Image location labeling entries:
-- BEGIN --

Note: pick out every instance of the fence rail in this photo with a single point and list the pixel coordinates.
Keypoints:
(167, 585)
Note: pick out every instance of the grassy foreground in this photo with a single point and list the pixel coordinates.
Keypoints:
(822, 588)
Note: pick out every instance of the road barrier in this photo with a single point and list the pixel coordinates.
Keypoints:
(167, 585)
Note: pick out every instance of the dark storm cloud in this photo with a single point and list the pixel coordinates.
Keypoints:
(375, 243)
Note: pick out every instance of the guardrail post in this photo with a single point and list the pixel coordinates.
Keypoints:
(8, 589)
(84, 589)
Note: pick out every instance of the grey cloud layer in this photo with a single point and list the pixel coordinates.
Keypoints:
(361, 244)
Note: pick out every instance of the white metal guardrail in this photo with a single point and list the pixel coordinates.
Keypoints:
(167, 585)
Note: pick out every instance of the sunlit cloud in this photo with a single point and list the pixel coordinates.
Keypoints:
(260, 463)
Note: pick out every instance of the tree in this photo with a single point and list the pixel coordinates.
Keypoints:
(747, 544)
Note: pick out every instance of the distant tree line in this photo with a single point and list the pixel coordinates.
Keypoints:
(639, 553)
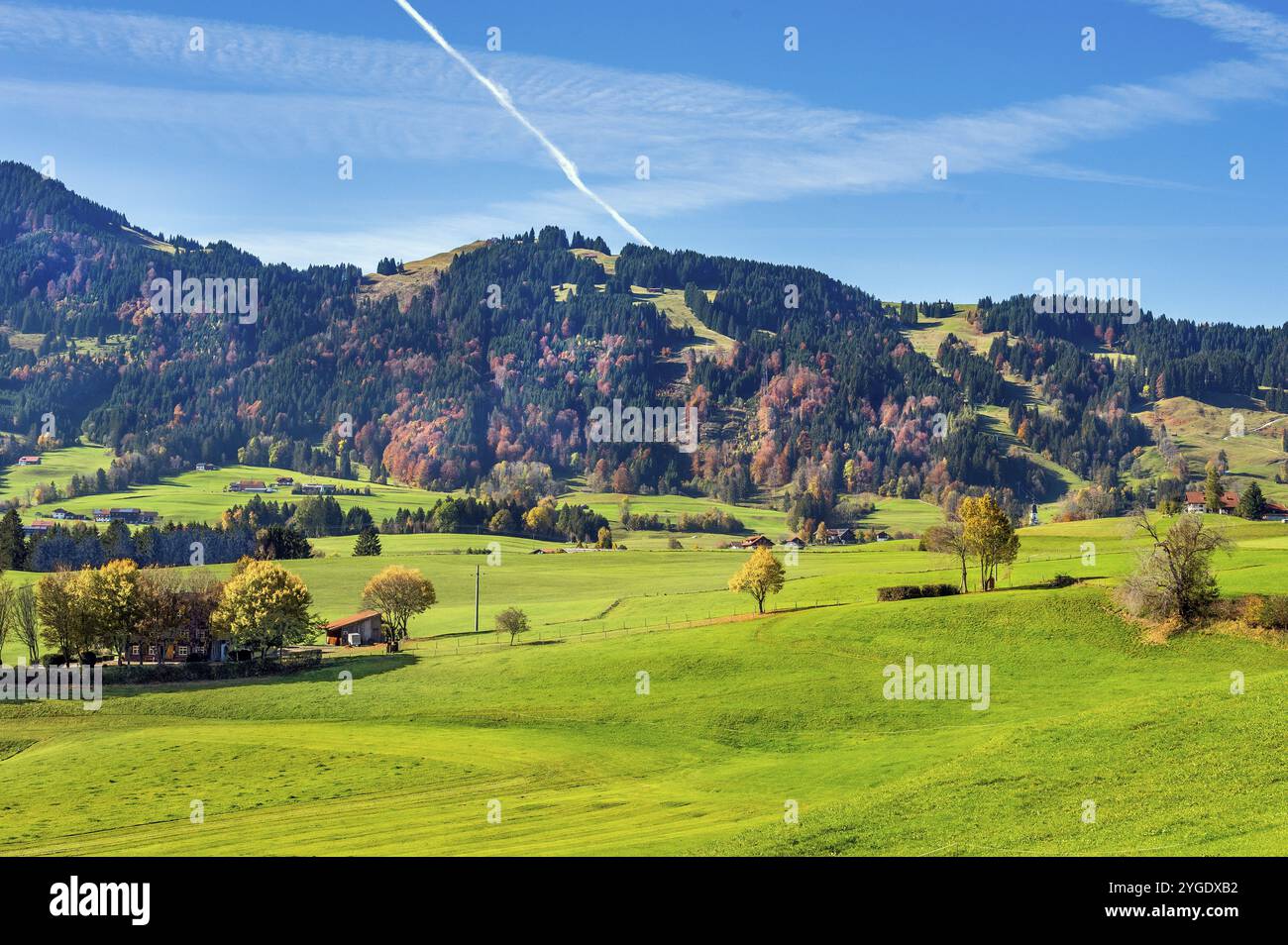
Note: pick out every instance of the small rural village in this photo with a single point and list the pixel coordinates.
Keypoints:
(684, 432)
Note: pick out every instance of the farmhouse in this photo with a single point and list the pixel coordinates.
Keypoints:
(1275, 511)
(130, 516)
(1197, 502)
(249, 485)
(360, 628)
(185, 645)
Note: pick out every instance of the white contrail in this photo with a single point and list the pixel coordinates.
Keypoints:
(502, 97)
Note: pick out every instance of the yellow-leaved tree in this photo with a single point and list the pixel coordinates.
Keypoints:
(114, 601)
(759, 577)
(398, 593)
(990, 535)
(266, 604)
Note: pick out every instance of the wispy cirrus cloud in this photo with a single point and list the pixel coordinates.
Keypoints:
(709, 143)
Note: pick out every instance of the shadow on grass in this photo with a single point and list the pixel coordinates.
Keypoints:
(361, 667)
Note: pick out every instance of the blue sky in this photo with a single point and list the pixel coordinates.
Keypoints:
(1113, 162)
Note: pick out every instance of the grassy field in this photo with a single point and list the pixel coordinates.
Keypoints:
(741, 717)
(55, 467)
(1203, 429)
(201, 497)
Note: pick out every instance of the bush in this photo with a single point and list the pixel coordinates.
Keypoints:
(939, 589)
(898, 592)
(912, 591)
(1273, 612)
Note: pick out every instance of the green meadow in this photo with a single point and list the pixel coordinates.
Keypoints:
(202, 497)
(745, 717)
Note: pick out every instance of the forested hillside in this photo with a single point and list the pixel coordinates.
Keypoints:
(505, 352)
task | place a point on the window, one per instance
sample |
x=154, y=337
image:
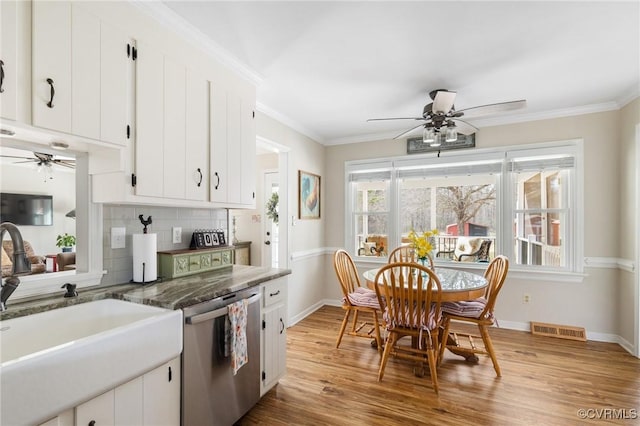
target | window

-- END --

• **WHAT THIS TASK INVOLVES**:
Return every one of the entries above line for line, with no changes. Leave out the pictures.

• **FINAL RESULT**:
Note: pick out every instance of the fence rail in this photo with a single point and list the pixel coordinates.
Keypoints:
(167, 585)
Note: pick out every instance of the grassy foreground in this photo with a single point and list the pixel coordinates.
Keypoints:
(822, 588)
Note: pick out every instance of the road barrier in this photo with a single point and list the pixel coordinates.
Keypoints:
(167, 585)
Note: pick out every instance of the dark storm cloud in this photo with a single point and list the pixel coordinates.
Keypoints:
(375, 243)
Note: pick out every instance of the guardrail post in this photo with a single point and list the pixel coordinates.
Keypoints:
(8, 589)
(84, 589)
Note: pick out every instance of the grey cloud layer in this photo with a single point and list the pixel coordinates.
Keypoints:
(361, 244)
Note: pick out every instance of the white metal guardrail in this photo with a single point and list the pixel coordinates.
Keypoints:
(167, 585)
Note: pick out every instance of the sunlit cloud in this photo with a single point and list the pixel coordinates.
Keypoints:
(260, 463)
Note: pick out every instance of the tree in this photo with a single point and list the pixel coordinates.
Keypoints:
(747, 544)
Note: pick out every instance of the distant tree line in this photo with a single point and list the pixel coordinates.
Keypoints:
(639, 553)
Note: pick out every instance of the small rural village in this photo with a single point and list the pixel coordinates.
Keypoints:
(684, 432)
Note: pick out every instance of the farmhouse in this photo with a single point and list the pixel coordinates.
Keypoints:
(1275, 511)
(130, 516)
(1197, 502)
(249, 485)
(360, 628)
(185, 645)
Note: pick out every instance of the white contrail in this photo with a single point and list the pixel coordinates.
Keypoints:
(502, 97)
Note: pick out every instance of the yellow-leaved tree in this photo with a single point and list the pixel coordinates.
Keypoints:
(114, 601)
(759, 577)
(398, 593)
(990, 535)
(266, 604)
Note: pick out every instance of the wispy cirrus cloud in this photo with a single point and list the pixel coordinates.
Keypoints:
(709, 143)
Note: pick out every instance of the shadow on grass in this photo with a single point and list the pixel coordinates.
Keypoints:
(361, 667)
Note: pick out every instance of the blue sky in this photo with a single point and list the pixel coordinates.
Keypoints:
(1113, 162)
Note: pick out every instance of the grassy field in this photo with a single point and list the pixel coordinates.
Keypoints:
(741, 717)
(55, 467)
(1203, 429)
(201, 497)
Note: pick out every instance of the bush in this photo with a single point and list the pixel coordinates.
Keypoints:
(939, 589)
(898, 592)
(912, 591)
(1273, 612)
Note: pick out every instance of the green meadow in this photo with a single point and list the pixel coordinates.
Keypoints:
(202, 497)
(745, 717)
Note: pick out every instance of the forested hillside in this photo with a single point and list the pixel coordinates.
Keypoints:
(505, 352)
task | place a point on the window, one per instance
sample |
x=154, y=337
image:
target | window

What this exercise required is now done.